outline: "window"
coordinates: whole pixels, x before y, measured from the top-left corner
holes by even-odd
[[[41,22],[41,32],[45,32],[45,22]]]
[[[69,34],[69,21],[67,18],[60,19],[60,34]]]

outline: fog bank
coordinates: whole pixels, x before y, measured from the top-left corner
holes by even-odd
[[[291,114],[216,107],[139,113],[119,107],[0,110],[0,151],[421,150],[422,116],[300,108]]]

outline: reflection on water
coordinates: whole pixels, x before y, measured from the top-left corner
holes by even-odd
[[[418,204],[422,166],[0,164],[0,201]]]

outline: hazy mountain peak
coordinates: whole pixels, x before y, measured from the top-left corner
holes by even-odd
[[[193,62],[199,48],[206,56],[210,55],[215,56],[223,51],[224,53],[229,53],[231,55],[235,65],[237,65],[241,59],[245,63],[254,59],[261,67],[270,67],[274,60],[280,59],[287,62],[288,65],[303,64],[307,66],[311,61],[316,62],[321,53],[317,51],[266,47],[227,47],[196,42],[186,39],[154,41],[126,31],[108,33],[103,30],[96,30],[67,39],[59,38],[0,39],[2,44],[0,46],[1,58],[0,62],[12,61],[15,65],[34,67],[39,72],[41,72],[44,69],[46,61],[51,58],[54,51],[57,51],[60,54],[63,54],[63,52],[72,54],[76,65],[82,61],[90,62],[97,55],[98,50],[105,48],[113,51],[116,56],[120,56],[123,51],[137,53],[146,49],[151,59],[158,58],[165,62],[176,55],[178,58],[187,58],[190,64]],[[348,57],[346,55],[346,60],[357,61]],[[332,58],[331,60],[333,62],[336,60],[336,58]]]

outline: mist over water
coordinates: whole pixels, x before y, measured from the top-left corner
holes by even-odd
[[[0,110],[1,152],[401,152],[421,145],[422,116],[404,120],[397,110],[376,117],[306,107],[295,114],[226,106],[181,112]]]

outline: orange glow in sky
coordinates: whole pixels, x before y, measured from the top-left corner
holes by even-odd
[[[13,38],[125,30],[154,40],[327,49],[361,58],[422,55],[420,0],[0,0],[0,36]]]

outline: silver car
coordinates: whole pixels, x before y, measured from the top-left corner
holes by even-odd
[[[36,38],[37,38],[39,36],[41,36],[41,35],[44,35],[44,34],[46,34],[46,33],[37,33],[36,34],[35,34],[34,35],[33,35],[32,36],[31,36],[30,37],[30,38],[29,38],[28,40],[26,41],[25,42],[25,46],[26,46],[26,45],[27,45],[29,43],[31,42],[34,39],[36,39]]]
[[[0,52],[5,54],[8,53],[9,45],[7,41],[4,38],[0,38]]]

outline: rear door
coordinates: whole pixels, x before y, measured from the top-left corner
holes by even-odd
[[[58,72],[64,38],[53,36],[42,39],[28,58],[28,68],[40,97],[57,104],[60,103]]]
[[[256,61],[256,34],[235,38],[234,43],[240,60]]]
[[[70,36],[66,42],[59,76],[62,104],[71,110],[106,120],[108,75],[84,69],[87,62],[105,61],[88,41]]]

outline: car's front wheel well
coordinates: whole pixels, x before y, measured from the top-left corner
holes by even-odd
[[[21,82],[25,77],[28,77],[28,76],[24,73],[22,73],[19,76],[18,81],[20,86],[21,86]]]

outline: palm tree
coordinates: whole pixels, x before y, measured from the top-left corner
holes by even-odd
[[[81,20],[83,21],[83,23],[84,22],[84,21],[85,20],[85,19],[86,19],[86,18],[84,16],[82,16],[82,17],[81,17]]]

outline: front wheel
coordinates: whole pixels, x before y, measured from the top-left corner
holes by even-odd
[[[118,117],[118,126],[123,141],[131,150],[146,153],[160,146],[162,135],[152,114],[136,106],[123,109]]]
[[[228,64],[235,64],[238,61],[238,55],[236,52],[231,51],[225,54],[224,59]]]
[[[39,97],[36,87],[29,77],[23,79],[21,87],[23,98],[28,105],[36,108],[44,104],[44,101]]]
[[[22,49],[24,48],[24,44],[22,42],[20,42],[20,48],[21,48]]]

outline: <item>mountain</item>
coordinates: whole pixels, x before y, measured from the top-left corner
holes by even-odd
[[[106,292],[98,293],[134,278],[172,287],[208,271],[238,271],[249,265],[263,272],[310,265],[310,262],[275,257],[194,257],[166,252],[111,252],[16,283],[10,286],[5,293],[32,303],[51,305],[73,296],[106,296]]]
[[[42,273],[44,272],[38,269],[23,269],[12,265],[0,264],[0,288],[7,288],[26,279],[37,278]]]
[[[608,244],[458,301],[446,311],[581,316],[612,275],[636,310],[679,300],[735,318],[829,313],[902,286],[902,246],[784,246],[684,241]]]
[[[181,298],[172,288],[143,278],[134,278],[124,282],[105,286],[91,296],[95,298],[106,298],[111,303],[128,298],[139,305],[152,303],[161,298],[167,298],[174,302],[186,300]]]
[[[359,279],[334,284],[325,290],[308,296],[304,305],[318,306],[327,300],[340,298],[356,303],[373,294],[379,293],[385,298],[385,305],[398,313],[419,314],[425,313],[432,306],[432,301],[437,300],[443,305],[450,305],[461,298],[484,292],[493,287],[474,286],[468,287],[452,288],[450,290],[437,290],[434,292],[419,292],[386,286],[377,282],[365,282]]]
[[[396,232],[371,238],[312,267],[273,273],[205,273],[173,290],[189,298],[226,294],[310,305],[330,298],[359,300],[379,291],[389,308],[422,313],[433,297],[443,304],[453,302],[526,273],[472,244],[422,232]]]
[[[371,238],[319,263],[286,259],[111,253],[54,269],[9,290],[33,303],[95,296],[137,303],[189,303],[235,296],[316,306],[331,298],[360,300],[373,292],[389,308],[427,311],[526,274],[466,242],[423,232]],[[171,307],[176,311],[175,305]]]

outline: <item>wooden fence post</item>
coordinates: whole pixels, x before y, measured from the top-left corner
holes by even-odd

▶ **Problem statement**: Give the rows above as a Markdown table with the columns "Row number" and "Row text", one table row per line and blank lines left out.

▶ **Correct answer**:
| Row number | Row text |
|---|---|
| 1 | outline: "window" |
| 2 | coordinates: whole pixels, x before y, measured from the top-left corner |
| 3 | holes by even-odd |
| 4 | [[[41,22],[41,32],[45,32],[45,22]]] |
| 5 | [[[69,34],[69,21],[67,18],[60,19],[60,34]]] |
| 6 | outline: fog bank |
| 7 | coordinates: whole pixels, x before y, measured from the top-left corner |
| 8 | holes by even-odd |
| 9 | [[[291,114],[216,107],[139,113],[119,107],[0,110],[0,151],[421,150],[422,116],[300,108]]] |
| 10 | outline: reflection on water |
| 11 | coordinates: whole pixels, x before y, measured from the top-left corner |
| 12 | holes by even-odd |
| 13 | [[[418,204],[422,166],[0,164],[0,201]]] |
| 14 | outline: hazy mountain peak |
| 15 | coordinates: whole pixels, x before y, measured from the top-left corner |
| 16 | holes by even-odd |
| 17 | [[[193,62],[199,48],[206,56],[210,55],[215,56],[223,51],[224,53],[229,53],[231,55],[235,65],[237,65],[241,59],[245,63],[254,59],[261,67],[270,67],[274,60],[280,59],[287,62],[288,65],[303,64],[307,66],[311,61],[316,62],[321,53],[317,51],[266,47],[227,47],[196,42],[186,39],[154,41],[126,31],[108,33],[103,30],[96,30],[67,39],[59,38],[0,39],[2,44],[0,46],[1,58],[0,62],[12,61],[15,65],[34,67],[39,72],[41,72],[44,69],[46,61],[51,58],[54,51],[57,51],[60,54],[63,54],[63,52],[72,54],[76,65],[82,61],[90,62],[97,55],[98,50],[105,48],[113,51],[116,56],[120,56],[123,51],[137,53],[146,49],[151,59],[158,58],[165,62],[176,55],[178,58],[187,58],[190,64]],[[348,57],[346,55],[346,60],[357,61]],[[332,58],[331,60],[333,62],[336,60],[336,58]]] |
| 18 | outline: mist over water |
| 19 | coordinates: whole pixels, x before y, measured from the top-left corner |
| 20 | holes by even-odd |
| 21 | [[[0,110],[1,152],[401,152],[421,145],[422,116],[404,120],[397,110],[376,117],[306,107],[295,114],[226,106],[181,112]]] |
| 22 | outline: orange glow in sky |
| 23 | coordinates: whole pixels, x before y, measured from the top-left corner |
| 24 | holes by even-odd |
| 25 | [[[13,38],[125,30],[154,40],[327,49],[361,58],[422,55],[420,0],[0,0],[0,36]]] |
| 26 | outline: silver car |
| 27 | coordinates: whole pixels, x before y, measured from the top-left corner |
| 28 | holes by even-odd |
| 29 | [[[36,38],[37,38],[39,36],[41,36],[41,35],[44,35],[44,34],[46,34],[46,33],[37,33],[36,34],[35,34],[34,35],[33,35],[32,36],[31,36],[30,37],[30,38],[29,38],[28,40],[26,41],[25,42],[25,46],[26,46],[26,45],[27,45],[29,43],[31,42],[34,39],[36,39]]] |
| 30 | [[[0,52],[5,54],[8,53],[9,45],[7,41],[4,38],[0,38]]] |
| 31 | outline: rear door |
| 32 | coordinates: whole pixels, x before y, measured from the top-left corner |
| 33 | holes by even-odd |
| 34 | [[[58,72],[64,38],[53,36],[42,39],[28,58],[28,68],[40,97],[57,104],[60,103]]] |
| 35 | [[[256,61],[256,34],[235,38],[234,43],[240,60]]] |
| 36 | [[[70,36],[66,42],[59,76],[62,104],[71,110],[106,120],[108,75],[84,69],[87,62],[105,61],[88,41]]] |
| 37 | outline: car's front wheel well |
| 38 | coordinates: whole pixels, x before y, measured from the top-left corner |
| 39 | holes by even-odd |
| 40 | [[[21,82],[25,77],[28,77],[28,76],[24,73],[22,73],[19,76],[18,81],[20,86],[21,86]]] |
| 41 | outline: palm tree |
| 42 | coordinates: whole pixels, x before y, measured from the top-left corner |
| 43 | holes by even-odd |
| 44 | [[[81,20],[83,21],[83,23],[84,22],[84,21],[85,20],[85,19],[86,19],[86,18],[84,16],[82,16],[82,17],[81,17]]] |
| 45 | outline: front wheel |
| 46 | coordinates: whole pixels, x before y, measured from the top-left corner |
| 47 | holes by even-odd |
| 48 | [[[118,117],[118,126],[123,141],[131,150],[146,153],[160,146],[162,135],[152,114],[136,106],[123,109]]] |
| 49 | [[[228,64],[235,64],[238,61],[238,55],[236,52],[231,51],[225,54],[224,59]]] |
| 50 | [[[39,97],[36,87],[29,77],[23,79],[21,87],[23,98],[28,105],[36,108],[44,104],[44,101]]] |
| 51 | [[[22,49],[24,48],[24,44],[22,42],[20,42],[20,48],[21,48]]] |
| 52 | outline: <item>mountain</item> |
| 53 | coordinates: whole pixels, x before y, measured from the top-left corner |
| 54 | holes by even-odd |
| 55 | [[[106,292],[98,293],[134,278],[172,287],[208,271],[238,271],[249,265],[263,272],[310,265],[310,262],[275,257],[194,257],[166,252],[111,252],[16,283],[10,286],[5,293],[32,303],[51,305],[73,296],[106,296]]] |
| 56 | [[[42,273],[44,272],[38,269],[23,269],[12,265],[0,264],[0,288],[7,288],[26,279],[37,278]]] |
| 57 | [[[608,244],[458,301],[446,311],[581,316],[612,275],[636,310],[679,300],[735,318],[829,313],[902,286],[902,246],[784,246],[684,241]]] |
| 58 | [[[181,298],[172,288],[143,278],[134,278],[124,282],[105,286],[91,296],[95,298],[106,298],[111,303],[128,298],[139,305],[152,303],[161,298],[167,298],[174,302],[186,300]]] |
| 59 | [[[359,279],[334,284],[325,290],[308,296],[304,305],[318,306],[327,300],[340,298],[356,303],[373,294],[379,293],[385,298],[385,305],[398,313],[419,314],[425,313],[432,306],[432,301],[437,300],[443,305],[450,305],[461,298],[484,292],[493,287],[474,286],[468,287],[452,288],[450,290],[437,290],[434,292],[419,292],[386,286],[377,282],[365,282]]] |
| 60 | [[[396,232],[371,238],[312,267],[273,273],[205,273],[173,290],[189,298],[226,294],[310,305],[330,298],[359,300],[379,291],[389,308],[422,313],[433,297],[443,304],[453,302],[526,273],[472,244],[422,232]]] |
| 61 | [[[371,238],[319,263],[286,259],[111,253],[54,269],[9,290],[33,303],[95,296],[137,303],[189,303],[235,296],[316,306],[331,298],[360,300],[373,292],[389,308],[427,311],[526,274],[466,242],[423,232]],[[171,307],[176,311],[175,305]]] |
| 62 | outline: <item>wooden fence post</item> |
| 63 | coordinates: whole pixels, x before y, measured from the top-left corner |
| 64 | holes by even-odd |